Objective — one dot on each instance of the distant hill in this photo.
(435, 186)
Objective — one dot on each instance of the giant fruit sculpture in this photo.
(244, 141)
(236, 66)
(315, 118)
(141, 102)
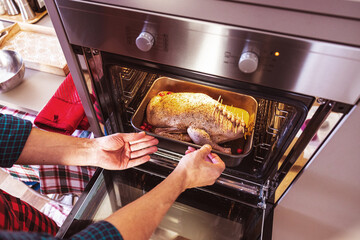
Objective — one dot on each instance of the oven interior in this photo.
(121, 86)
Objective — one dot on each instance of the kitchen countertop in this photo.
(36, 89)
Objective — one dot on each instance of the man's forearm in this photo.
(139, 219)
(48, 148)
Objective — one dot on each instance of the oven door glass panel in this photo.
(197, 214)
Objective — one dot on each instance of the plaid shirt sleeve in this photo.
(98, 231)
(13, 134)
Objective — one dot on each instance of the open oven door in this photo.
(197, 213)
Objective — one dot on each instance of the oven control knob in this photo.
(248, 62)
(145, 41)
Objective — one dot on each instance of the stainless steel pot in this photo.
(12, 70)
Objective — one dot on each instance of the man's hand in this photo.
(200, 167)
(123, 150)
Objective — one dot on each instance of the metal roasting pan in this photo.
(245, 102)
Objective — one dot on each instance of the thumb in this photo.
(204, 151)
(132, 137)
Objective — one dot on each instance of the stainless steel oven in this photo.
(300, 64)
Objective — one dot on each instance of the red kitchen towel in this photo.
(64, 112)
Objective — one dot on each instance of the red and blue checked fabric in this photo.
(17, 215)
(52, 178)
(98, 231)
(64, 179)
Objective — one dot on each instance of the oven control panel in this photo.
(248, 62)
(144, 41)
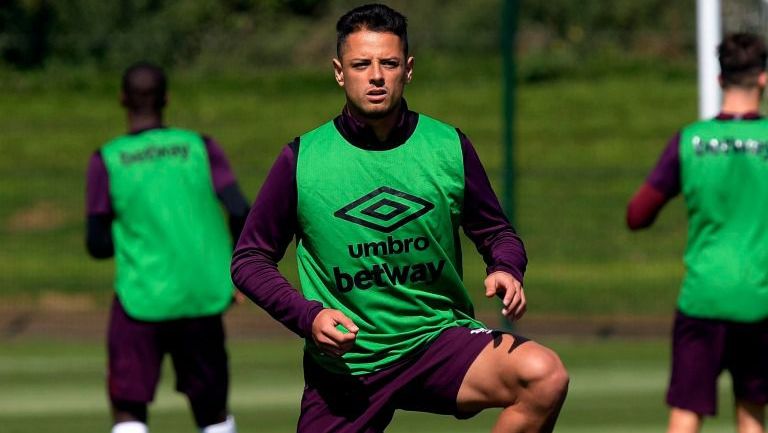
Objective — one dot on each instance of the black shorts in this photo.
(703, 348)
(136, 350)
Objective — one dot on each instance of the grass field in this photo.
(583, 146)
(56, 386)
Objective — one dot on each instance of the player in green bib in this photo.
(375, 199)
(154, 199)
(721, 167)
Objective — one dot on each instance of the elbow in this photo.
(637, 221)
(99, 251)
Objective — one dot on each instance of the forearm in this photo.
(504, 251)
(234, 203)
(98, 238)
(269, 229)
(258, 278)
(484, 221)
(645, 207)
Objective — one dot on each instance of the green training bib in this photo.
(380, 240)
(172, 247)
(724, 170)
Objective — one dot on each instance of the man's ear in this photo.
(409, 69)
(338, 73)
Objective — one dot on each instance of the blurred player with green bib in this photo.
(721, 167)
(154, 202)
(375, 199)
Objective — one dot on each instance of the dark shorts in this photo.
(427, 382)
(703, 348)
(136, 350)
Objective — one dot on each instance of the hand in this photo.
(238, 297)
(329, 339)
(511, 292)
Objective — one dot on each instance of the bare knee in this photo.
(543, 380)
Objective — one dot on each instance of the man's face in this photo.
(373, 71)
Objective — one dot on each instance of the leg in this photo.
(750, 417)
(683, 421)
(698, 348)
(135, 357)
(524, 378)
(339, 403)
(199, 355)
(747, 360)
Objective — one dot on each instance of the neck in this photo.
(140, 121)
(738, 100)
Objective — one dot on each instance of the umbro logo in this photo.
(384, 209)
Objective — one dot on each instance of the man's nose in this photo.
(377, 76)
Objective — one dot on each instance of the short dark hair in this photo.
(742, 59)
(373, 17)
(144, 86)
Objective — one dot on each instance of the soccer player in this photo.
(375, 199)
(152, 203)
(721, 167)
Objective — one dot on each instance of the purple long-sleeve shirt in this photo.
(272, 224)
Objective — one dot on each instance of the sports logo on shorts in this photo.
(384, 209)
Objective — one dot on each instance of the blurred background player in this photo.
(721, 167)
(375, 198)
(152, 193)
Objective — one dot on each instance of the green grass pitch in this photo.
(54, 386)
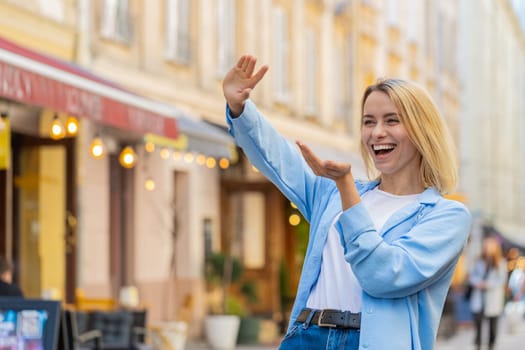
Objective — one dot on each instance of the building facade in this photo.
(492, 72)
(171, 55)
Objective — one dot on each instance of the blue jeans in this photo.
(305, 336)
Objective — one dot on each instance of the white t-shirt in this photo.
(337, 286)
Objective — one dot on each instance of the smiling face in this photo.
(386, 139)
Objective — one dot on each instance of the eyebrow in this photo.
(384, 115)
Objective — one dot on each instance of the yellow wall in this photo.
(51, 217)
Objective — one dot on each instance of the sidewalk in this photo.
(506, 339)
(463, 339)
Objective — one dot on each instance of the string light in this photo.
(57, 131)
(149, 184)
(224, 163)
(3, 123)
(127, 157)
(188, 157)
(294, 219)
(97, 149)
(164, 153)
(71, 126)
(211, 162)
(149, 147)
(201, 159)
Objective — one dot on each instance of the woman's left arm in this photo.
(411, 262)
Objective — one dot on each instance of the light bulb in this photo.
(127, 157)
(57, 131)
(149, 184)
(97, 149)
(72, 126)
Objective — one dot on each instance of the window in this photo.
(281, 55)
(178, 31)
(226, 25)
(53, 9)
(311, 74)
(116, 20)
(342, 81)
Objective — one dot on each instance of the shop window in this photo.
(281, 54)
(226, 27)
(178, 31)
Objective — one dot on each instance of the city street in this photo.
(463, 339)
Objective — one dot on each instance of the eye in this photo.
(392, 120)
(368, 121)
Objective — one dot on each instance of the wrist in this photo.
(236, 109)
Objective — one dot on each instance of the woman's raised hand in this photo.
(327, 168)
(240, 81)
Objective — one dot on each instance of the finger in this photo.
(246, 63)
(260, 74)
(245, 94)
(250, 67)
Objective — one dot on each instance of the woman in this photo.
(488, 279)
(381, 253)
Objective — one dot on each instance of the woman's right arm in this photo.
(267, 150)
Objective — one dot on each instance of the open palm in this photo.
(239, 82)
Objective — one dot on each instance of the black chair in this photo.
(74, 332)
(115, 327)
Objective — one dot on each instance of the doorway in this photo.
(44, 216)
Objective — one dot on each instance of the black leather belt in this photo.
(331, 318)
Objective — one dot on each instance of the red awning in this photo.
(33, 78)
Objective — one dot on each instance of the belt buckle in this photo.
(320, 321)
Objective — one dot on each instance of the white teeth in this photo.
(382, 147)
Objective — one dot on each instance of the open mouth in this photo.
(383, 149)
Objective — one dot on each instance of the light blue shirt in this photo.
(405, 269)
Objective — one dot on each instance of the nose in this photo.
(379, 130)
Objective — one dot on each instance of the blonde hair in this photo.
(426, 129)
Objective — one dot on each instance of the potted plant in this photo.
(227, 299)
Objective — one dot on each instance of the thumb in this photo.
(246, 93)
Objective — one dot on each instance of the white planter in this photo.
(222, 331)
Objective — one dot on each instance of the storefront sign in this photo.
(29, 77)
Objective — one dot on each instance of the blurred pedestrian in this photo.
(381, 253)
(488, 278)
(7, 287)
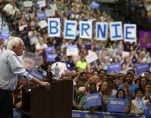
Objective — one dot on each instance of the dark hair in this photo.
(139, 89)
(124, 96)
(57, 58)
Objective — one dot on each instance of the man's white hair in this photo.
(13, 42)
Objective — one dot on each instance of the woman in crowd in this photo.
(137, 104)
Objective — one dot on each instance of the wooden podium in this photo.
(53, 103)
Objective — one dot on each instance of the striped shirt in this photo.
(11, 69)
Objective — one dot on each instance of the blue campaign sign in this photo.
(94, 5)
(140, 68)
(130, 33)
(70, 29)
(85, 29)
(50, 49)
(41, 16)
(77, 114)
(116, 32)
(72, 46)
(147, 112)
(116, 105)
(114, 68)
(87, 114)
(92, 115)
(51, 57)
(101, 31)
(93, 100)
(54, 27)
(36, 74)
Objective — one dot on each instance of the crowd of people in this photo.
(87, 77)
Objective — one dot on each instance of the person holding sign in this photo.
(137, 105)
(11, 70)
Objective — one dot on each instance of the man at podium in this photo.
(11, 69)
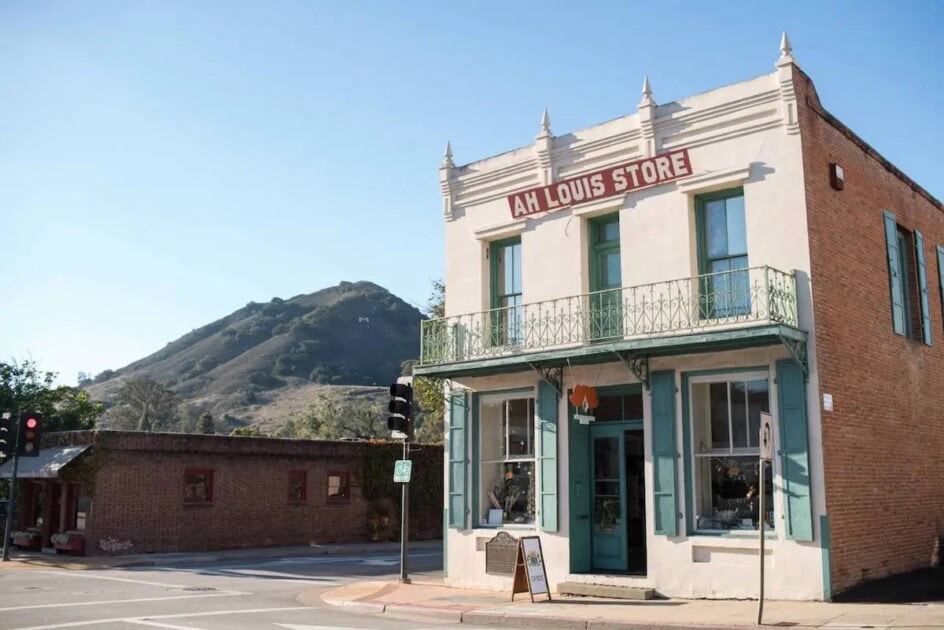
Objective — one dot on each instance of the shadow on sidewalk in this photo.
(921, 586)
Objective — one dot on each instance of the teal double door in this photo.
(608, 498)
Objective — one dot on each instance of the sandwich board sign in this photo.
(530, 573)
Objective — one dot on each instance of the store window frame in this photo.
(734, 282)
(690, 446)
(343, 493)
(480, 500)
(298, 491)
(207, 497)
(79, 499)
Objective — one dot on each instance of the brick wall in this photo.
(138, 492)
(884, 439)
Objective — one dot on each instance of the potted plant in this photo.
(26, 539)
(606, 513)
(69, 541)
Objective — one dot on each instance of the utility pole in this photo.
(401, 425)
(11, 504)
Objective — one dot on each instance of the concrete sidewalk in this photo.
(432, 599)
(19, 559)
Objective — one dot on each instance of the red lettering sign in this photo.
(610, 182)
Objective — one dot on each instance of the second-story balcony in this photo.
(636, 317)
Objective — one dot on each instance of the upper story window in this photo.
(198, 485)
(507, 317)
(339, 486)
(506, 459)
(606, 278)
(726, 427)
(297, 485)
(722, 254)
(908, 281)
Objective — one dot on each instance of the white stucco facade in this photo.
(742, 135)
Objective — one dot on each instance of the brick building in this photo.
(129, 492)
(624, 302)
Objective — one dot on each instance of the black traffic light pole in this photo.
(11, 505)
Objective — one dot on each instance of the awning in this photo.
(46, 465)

▸ **Work to be completed**
Give back, unchanged, every line from the one with "Objective — one dot on each instance of the teal" to the end of the entries above.

▸ **Reply to the task**
Objective — one dot on each instance of the teal double door in this photo.
(608, 498)
Objective — one dot on each instance of the sandwich board sign in this photo.
(530, 573)
Objective — one dot on each instance of the store window frame in this photo.
(734, 282)
(690, 446)
(343, 493)
(480, 500)
(298, 491)
(207, 497)
(79, 499)
Objective — one dot on each instance of the brick wall in this photo.
(138, 492)
(884, 439)
Objective — one dot on each instance of the potted plant in this photo.
(26, 539)
(606, 513)
(69, 541)
Objective — one dot on each instance of the utility pole in this photo.
(401, 425)
(11, 504)
Objective — one dot on each instance of the concrete sidewalk in this photo.
(432, 599)
(19, 559)
Objective — one dot on each instance of the red lettering sign in this photo.
(610, 182)
Objective — one dot on each instance of the second-story balcony in this photo.
(636, 317)
Objective — one dot on each instance of the upper story window in this photo.
(198, 485)
(507, 317)
(339, 486)
(506, 459)
(606, 278)
(726, 427)
(297, 485)
(722, 254)
(908, 281)
Objective — one dot on each instance of the white stucco facade in this photo.
(742, 135)
Objective — one dot on each instance of the brick building in this photo.
(129, 492)
(624, 302)
Objective — one dot on each instance of the black traffic light pole in this photo.
(11, 505)
Objective — one dot on each instance of the awning in this photo.
(46, 465)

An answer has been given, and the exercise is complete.